* Die Aufgabe: Zitieren Sie unverändert den Abschnitt der Datensätze, der mit der Zeile beginnt, die „swedish flag, that would help a great deal.“ enthält, und bis zum Ende der Datensätze reicht, wobei diese Zeile und die letzte Zeile eingeschlossen sind.

* Zu bearbeitende Daten:
━━━━━━━━━━
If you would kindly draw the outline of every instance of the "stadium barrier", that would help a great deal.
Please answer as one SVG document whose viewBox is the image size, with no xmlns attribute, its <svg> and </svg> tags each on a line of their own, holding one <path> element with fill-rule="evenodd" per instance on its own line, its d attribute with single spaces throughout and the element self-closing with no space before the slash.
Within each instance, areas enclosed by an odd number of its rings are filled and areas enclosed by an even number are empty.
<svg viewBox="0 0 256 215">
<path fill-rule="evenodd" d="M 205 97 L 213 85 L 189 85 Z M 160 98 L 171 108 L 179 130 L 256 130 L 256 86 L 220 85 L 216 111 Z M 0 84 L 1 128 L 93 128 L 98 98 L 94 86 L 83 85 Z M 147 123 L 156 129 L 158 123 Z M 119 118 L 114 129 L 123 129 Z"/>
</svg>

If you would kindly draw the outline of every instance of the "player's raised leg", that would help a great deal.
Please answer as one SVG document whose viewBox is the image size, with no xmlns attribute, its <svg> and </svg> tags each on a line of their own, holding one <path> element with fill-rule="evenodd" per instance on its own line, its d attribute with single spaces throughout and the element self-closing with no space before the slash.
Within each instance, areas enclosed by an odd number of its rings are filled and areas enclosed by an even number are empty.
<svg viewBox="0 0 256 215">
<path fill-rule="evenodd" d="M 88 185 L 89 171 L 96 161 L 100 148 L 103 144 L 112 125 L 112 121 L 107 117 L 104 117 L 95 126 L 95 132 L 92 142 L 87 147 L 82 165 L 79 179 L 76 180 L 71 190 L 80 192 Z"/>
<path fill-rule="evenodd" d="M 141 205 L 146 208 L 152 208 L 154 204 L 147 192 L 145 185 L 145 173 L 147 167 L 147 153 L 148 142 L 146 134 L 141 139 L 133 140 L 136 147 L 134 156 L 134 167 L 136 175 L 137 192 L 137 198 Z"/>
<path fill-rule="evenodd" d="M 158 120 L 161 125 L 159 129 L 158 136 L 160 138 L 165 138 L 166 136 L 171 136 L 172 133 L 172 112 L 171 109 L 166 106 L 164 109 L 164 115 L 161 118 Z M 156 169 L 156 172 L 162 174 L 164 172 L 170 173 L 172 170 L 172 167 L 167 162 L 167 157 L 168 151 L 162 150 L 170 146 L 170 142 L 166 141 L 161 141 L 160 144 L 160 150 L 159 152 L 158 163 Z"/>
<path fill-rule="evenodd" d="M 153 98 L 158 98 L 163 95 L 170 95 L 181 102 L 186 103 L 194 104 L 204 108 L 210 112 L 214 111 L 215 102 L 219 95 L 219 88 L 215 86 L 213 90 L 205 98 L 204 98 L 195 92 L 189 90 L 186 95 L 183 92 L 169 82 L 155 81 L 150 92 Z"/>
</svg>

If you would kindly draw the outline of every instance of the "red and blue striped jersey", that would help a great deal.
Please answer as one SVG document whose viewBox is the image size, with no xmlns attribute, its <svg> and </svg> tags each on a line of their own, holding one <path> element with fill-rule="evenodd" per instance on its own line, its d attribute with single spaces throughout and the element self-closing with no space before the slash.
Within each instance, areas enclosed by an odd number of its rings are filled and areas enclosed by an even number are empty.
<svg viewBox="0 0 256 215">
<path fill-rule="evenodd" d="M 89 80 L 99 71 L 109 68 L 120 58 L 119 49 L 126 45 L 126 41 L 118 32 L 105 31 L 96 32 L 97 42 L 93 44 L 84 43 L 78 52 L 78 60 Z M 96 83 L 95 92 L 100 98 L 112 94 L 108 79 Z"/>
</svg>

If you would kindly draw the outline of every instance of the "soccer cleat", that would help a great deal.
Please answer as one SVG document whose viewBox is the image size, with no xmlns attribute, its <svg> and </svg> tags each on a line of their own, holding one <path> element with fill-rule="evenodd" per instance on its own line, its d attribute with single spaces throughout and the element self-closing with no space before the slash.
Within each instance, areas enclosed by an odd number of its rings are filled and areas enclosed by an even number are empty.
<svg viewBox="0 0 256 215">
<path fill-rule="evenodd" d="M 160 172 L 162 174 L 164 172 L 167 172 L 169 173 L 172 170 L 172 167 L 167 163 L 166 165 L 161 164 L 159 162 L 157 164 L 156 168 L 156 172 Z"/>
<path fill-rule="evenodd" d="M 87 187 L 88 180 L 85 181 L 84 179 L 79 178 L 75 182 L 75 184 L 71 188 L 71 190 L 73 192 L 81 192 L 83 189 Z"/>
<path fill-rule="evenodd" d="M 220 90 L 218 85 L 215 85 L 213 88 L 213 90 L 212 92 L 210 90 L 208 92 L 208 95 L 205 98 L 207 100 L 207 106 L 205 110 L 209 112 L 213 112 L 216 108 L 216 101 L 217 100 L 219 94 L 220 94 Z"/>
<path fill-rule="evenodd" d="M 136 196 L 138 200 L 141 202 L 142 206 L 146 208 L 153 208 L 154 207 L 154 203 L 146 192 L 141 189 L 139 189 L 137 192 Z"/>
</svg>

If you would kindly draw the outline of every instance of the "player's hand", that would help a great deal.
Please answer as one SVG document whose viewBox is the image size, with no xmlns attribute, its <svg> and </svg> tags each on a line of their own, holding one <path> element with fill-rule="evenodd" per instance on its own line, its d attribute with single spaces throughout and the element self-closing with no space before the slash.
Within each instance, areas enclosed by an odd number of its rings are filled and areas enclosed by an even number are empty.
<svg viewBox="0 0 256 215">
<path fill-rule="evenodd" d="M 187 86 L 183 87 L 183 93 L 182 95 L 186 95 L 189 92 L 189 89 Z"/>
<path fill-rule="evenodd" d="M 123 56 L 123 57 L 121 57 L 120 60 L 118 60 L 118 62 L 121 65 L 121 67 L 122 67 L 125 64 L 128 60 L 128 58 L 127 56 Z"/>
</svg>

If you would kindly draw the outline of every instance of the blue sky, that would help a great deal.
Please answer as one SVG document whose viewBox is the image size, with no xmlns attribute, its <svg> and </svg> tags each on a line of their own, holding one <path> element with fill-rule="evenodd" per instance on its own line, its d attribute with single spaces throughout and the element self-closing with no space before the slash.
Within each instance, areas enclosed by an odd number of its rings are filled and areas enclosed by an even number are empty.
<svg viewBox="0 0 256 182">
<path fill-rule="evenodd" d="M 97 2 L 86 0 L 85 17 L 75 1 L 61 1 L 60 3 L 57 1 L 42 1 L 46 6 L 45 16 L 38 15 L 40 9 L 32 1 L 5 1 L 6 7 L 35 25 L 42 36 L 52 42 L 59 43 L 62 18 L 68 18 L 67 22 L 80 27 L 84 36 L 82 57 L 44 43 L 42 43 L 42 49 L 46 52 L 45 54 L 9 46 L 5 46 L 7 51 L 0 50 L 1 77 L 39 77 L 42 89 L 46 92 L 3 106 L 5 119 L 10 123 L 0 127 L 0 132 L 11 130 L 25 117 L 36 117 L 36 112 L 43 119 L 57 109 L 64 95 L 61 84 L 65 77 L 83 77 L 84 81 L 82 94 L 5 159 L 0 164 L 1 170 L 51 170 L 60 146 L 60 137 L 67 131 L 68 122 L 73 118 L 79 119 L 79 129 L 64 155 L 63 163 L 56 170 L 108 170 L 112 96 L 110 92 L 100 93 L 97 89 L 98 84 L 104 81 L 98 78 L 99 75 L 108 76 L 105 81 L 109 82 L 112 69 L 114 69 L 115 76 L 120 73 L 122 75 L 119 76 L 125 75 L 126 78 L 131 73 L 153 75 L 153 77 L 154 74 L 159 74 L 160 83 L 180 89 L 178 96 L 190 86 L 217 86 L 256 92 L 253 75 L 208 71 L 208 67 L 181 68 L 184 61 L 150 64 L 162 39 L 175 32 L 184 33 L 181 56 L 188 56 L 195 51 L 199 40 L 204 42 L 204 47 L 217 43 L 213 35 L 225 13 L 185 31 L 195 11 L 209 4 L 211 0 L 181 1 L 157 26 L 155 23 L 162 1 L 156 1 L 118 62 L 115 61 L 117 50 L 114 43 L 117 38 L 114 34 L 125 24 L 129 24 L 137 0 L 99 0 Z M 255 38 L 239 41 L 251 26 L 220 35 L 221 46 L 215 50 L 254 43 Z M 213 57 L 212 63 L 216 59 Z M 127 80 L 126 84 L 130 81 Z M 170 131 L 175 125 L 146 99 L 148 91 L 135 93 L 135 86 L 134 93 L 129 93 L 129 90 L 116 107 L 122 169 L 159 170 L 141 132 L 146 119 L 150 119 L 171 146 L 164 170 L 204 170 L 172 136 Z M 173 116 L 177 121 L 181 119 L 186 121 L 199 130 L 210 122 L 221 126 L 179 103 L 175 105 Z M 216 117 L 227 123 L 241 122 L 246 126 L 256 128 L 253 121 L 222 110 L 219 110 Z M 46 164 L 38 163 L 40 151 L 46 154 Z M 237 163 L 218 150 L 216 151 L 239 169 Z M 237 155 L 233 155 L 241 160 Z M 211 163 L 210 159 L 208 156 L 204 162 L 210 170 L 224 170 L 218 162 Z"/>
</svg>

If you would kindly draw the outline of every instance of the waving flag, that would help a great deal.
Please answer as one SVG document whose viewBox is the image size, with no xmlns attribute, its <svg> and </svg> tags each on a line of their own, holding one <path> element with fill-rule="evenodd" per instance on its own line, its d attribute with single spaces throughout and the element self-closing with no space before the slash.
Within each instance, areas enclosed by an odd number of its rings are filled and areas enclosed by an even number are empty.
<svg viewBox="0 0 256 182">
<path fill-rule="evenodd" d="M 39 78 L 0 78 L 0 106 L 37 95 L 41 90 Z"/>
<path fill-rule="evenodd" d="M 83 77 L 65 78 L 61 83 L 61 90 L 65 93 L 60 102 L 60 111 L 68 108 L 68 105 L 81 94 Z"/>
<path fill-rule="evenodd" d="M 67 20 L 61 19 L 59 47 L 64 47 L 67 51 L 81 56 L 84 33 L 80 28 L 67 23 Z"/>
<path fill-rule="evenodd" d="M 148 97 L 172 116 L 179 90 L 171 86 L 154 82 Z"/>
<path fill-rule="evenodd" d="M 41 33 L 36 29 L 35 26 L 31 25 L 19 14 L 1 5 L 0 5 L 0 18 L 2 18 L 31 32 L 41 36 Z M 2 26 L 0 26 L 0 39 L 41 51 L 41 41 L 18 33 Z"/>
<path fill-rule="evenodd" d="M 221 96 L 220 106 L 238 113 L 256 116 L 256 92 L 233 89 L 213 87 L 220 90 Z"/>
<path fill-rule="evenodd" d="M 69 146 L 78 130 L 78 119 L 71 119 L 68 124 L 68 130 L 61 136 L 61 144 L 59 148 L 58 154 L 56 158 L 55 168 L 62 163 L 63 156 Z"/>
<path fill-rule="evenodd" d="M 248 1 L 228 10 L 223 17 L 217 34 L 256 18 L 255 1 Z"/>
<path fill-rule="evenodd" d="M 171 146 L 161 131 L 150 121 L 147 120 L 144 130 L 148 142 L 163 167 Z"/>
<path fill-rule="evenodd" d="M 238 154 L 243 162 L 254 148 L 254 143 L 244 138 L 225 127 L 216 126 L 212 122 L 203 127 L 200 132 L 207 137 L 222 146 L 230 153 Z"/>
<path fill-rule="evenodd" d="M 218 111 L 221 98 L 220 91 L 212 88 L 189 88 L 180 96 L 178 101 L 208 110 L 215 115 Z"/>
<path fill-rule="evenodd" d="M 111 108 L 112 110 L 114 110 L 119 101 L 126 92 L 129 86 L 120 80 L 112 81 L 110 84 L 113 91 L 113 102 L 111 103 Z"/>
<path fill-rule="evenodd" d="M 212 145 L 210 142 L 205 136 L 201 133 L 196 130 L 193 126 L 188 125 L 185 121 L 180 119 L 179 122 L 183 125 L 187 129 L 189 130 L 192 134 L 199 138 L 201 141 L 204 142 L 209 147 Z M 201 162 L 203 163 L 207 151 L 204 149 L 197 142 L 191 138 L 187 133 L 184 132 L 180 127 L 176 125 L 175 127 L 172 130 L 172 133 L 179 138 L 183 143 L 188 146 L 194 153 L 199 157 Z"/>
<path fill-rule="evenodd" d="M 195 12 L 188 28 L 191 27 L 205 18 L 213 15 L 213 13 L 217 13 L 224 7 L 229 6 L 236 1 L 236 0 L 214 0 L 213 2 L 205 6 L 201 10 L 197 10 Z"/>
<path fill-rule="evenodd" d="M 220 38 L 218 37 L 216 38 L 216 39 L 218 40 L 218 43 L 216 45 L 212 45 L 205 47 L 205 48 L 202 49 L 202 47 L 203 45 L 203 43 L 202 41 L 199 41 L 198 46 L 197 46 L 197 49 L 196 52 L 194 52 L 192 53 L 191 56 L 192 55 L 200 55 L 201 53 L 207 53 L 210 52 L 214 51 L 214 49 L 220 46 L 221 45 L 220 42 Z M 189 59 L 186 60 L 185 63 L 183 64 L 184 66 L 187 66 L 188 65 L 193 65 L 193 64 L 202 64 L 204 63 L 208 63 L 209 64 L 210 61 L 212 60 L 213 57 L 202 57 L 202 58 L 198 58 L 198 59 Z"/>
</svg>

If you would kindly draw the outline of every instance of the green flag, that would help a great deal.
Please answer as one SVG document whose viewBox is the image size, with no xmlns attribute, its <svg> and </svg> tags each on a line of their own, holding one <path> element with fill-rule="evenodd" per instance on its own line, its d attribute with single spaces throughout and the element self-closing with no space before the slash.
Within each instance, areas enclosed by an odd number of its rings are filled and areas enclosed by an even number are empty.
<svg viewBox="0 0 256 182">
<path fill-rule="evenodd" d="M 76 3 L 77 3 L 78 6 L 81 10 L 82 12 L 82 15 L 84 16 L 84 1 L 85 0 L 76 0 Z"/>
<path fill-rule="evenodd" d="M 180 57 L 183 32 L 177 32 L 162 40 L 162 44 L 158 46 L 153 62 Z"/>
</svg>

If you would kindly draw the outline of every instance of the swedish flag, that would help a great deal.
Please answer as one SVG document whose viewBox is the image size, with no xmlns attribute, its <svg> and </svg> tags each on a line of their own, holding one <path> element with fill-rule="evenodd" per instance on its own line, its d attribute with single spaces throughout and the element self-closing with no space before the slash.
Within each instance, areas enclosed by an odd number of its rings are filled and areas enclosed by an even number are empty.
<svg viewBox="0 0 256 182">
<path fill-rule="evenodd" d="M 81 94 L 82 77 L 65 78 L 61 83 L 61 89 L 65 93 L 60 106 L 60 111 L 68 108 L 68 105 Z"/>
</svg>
━━━━━━━━━━
* Ergebnis der Aufgabe:
If you would kindly draw the outline of every instance of the swedish flag, that would help a great deal.
Please answer as one SVG document whose viewBox is the image size, with no xmlns attribute, its <svg> and </svg> tags each on a line of their own, holding one <path> element with fill-rule="evenodd" per instance on its own line, its d attribute with single spaces throughout and the element self-closing with no space before the slash.
Within each instance, areas enclosed by an odd number of its rings are filled and areas enclosed by an even number are empty.
<svg viewBox="0 0 256 182">
<path fill-rule="evenodd" d="M 81 94 L 82 77 L 65 78 L 61 83 L 61 89 L 65 93 L 60 106 L 60 111 L 68 108 L 68 105 Z"/>
</svg>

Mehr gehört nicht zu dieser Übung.